■ **FRAGMENTO**
┄┄┄┄┄┄┄┄┄┄

Luego, como en tantos otros lugares de este país, estos pueblos vieron cómo sus jóvenes y no tan jóvenes marchaban a buscarse la vida fuera porque, en su tierra, la cosa pintaba mal. El campo (seguro que la PAC y la globalización tuvieron mucho que ver) ya no daba más que para malvivir y los servicios y las personas que los atendían iban desapareciendo: vieron marchar al médico, al maestro, al cartero, al guardia civil, hasta al cura…

Vieron a familias enteras emigrar a lugares donde podrían ofrecer un futuro mejor para sus descendientes; tuvieron que marchar allí donde hubiera un instituto o centro universitario, un centro de salud, tiendas donde abastecerse de lo necesario. Con la incertidumbre de qué les depararía el destino, marcharon hacia Madrid,  Barcelona, pero también marcharon a Francia, a Suiza o a países más lejanos.

┄┄┄┄┄┄┄┄┄┄

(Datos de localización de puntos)
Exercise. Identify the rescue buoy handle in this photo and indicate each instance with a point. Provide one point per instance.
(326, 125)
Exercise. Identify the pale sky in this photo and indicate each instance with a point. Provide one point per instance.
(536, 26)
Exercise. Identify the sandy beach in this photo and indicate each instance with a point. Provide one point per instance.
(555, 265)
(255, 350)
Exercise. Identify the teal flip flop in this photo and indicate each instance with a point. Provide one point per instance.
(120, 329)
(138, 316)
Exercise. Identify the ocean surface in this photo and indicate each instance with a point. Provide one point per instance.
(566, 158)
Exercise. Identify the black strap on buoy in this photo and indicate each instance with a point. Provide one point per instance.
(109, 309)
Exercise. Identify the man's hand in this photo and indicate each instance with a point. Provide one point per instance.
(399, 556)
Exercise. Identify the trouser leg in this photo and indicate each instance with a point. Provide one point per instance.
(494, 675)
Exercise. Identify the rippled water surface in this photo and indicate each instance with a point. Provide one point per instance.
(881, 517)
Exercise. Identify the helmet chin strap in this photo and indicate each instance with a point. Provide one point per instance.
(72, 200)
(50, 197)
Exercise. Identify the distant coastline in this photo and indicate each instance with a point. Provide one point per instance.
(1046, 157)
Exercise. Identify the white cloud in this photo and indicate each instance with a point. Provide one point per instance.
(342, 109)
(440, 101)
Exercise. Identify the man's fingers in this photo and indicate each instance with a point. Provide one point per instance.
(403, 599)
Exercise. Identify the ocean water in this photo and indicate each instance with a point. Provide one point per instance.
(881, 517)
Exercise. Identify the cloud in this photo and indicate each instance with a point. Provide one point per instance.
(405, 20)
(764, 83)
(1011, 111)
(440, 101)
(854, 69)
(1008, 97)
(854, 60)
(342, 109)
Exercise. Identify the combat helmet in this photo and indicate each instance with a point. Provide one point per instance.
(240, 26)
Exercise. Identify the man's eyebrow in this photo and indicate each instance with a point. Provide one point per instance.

┄┄┄┄┄┄┄┄┄┄

Copia literalmente el pasaje del fragmento sobre la emigración de los pueblos que empieza en las palabras "Vieron a familias" y termina después de "países más lejanos.".

Vieron a familias enteras emigrar a lugares donde podrían ofrecer un futuro mejor para sus descendientes; tuvieron que marchar allí donde hubiera un instituto o centro universitario, un centro de salud, tiendas donde abastecerse de lo necesario. Con la incertidumbre de qué les depararía el destino, marcharon hacia Madrid,  Barcelona, pero también marcharon a Francia, a Suiza o a países más lejanos.